What this exercise asks>
(a) Answer these questions from the Molag text:
(i) How far is Molag from the Veng River, and in which direction?
(ii) How many residents does Molag have?
(iii) What color robes do Iuz's junior priests wear?
(b) Update the part of the records that opens with the line containing "Place one point on every instance of the black car" and closes with the line containing "65), (67, 49)]", replacing "side mirror" with "wing mirror" and keeping everything else the same. Return only those lines.

>> BEGIN Excerpted passage

Greyhawk
Molag
Molag rules the eastern Horned Lands to the Ritensa River. It holds the border with Furyondy, but suffered terrific damage during the Great Northern Crusade and is still attacked at irregular intervals. Molag is dominated by hobgoblins and humans. Though mostly ruined, it is still very powerful defensively; the town has an extensive system of underground tunnels. It is set on a low hill two miles east of the Veng River. The current military commander is unknown, as so many (often successful) assassination attempts are made here by Furyondians. Iuz’s High Priestess Althea, the nominal ruler of the city and land, comes here annually despite the attempts on her life.
The dread city of Molag radiates a despair and emptiness which is unleavened by the livelier chaos of Dorakaa. This malign place became the palatial center for the rule of Nerull’s priests, a god of death and darkness, of enfeeblement and exhaustion, and Molag reflects that still.
What has happened here since Iuz’s coup reflects the chaotic nature of the new rulers. For most of the time, the pretense is maintained that the Hierarchs still rule and that Iuz is now a friend and ally. To further this fiction, Iuz’s orog soldiers remain mostly unseen in their new barracks where they are an insurance policy against insurrection. The fiends in Iuz’s service here are babau, alu-fiends, succubi and major cambions, all capable of shape changing or polymorphing so that they can take the appearance of the baatezu who once roamed the streets. The tanar’ri regard this as one huge joke. Services are still held in the great cathedral, although the litany has changed to reflect a general, nonspecific devotion to evil. Since most Molag people were hardly keen worshipers of Nerull, this doesn’t matter much to them.
These fictions still hold the minds of the humanoids and most of the humans among Molag’s 18,000 residents. Even the events of the Blood-Moon Festival those fateful years past have been accepted by these confused creatures. Of course, some in Molag knew or suspected the truth. They were slain if priests of Nerull or if intelligent, or else controlled and influenced magically by mages and fiends using charm, suggestion, forget and like spells.
On the other hand, Iuz is readying himself for a great summer ceremony in which he will appear in the Hierarchs’ throne room and announce himself the new ruler of the Horned Lands. Because of this, the pretense is beginning to slip around Molag, with some of Iuz’s junior priests, who wear neutrally black robes, beginning to boast of it. The inhabitants of Molag are thus getting confused, but in truth, they don’t care all that much whom their evil master and liege may be. They are too depressed and wretched to care.

>> END Excerpted passage
>> BEGIN Dataset extract

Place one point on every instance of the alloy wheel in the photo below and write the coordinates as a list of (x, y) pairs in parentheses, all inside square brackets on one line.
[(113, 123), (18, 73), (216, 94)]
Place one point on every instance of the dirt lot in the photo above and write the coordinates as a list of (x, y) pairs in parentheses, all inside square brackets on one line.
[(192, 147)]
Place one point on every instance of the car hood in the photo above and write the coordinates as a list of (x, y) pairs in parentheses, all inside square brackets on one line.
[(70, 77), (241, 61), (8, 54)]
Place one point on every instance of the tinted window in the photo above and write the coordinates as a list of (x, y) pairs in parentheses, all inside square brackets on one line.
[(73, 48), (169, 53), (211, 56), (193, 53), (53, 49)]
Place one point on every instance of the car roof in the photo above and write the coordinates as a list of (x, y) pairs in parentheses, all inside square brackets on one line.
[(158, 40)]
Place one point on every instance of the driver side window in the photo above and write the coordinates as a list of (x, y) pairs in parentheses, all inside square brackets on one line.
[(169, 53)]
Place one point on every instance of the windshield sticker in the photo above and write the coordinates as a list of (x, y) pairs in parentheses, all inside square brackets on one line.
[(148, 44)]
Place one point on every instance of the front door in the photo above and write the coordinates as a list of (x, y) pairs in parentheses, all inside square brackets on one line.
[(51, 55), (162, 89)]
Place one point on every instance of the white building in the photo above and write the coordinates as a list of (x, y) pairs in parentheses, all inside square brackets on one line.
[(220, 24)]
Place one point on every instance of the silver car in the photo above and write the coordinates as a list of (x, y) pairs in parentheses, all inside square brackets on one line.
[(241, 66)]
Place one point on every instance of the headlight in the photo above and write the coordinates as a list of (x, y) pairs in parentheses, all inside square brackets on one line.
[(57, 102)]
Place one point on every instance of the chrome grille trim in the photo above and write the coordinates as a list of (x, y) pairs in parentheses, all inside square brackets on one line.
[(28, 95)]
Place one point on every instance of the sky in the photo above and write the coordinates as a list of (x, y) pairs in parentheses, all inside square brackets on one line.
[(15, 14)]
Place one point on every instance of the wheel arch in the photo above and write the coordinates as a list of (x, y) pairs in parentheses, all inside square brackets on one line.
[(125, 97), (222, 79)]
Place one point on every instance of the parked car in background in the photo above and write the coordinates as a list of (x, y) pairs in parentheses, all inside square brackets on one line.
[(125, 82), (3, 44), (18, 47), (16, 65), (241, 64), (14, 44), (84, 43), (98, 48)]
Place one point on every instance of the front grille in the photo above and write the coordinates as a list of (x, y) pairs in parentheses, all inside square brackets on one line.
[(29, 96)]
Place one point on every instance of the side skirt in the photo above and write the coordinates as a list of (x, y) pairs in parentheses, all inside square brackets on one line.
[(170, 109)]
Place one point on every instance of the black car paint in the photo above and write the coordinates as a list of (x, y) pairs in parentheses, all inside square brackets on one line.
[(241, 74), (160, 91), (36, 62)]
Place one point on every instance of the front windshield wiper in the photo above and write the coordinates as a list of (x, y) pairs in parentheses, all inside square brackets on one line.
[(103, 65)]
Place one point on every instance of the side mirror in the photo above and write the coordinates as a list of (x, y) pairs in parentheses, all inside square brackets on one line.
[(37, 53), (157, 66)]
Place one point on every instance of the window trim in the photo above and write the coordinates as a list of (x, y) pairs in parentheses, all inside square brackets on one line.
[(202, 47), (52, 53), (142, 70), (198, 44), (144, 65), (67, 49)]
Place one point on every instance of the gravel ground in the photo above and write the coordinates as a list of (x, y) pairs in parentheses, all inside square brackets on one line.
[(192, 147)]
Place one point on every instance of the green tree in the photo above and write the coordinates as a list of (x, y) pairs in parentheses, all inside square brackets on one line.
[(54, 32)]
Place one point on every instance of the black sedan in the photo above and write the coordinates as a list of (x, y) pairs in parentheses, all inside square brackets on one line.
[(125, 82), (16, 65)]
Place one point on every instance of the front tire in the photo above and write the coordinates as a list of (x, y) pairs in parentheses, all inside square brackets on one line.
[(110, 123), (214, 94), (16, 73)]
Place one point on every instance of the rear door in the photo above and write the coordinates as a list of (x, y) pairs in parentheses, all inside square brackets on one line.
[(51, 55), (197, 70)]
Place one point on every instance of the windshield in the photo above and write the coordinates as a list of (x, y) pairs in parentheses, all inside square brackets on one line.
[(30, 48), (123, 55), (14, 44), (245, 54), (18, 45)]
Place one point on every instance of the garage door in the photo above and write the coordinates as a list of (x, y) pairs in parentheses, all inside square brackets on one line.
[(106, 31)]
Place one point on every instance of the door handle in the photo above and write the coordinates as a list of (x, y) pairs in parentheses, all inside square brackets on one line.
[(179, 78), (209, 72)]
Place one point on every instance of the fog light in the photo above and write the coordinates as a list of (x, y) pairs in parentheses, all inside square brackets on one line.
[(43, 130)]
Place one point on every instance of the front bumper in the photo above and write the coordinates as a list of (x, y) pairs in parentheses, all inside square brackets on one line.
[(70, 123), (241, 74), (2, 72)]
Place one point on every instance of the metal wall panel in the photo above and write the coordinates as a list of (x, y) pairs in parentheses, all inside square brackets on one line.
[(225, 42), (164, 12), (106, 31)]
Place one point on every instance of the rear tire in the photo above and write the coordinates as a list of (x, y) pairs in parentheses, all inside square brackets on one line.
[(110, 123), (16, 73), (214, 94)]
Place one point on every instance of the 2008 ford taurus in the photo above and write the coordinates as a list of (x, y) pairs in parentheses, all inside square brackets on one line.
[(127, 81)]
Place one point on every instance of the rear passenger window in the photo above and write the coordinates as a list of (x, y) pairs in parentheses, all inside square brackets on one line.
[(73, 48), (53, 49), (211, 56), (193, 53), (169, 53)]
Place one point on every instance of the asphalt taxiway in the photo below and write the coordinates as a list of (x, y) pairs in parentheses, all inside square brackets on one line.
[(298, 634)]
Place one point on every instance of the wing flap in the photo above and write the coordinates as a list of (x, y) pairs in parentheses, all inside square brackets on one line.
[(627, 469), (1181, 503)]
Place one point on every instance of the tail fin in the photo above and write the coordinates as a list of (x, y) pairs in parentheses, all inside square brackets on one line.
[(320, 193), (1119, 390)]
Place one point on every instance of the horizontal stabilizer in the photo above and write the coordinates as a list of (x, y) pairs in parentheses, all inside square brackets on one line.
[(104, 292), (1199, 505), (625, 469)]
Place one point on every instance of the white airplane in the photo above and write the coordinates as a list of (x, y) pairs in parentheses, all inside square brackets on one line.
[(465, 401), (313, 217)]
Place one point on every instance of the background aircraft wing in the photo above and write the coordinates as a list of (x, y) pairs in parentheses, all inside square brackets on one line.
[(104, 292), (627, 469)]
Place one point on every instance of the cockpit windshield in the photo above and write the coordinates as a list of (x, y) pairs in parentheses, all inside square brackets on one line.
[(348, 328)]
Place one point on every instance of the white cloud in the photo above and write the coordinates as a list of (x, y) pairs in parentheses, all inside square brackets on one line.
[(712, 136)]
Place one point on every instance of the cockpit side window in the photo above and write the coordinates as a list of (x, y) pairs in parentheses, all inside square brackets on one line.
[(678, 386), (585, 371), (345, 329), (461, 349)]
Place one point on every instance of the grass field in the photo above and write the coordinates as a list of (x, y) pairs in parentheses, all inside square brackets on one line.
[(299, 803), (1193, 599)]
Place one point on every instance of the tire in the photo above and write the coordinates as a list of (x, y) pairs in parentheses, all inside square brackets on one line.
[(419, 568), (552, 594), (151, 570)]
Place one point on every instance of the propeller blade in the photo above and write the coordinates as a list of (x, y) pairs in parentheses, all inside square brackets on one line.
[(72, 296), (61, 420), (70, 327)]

>> END Dataset extract

Answers>
(a)
(i) Two miles east of the Veng River.
(ii) 18,000.
(iii) Neutrally black robes.

(b)
Place one point on every instance of the black car paint in the photo above and write the coordinates as a list of (x, y) pairs in parentheses, all inside square brackets on one line.
[(241, 74), (160, 91), (36, 62)]
Place one point on every instance of the front windshield wiper in the photo above and write the coordinates as a list of (x, y) pairs in parentheses, all inside square brackets on one line.
[(103, 65)]
Place one point on every instance of the wing mirror in the photo above and write the coordinates as a list of (x, y) pairs in parentheses, all inside square brackets on one line.
[(37, 53), (157, 66)]
Place one point on every instance of the window trim in the photo above and write the coordinates as a list of (x, y) pairs in parentheses, all inside square brackets on one line.
[(202, 47), (52, 53), (142, 70), (198, 44), (144, 65), (67, 49)]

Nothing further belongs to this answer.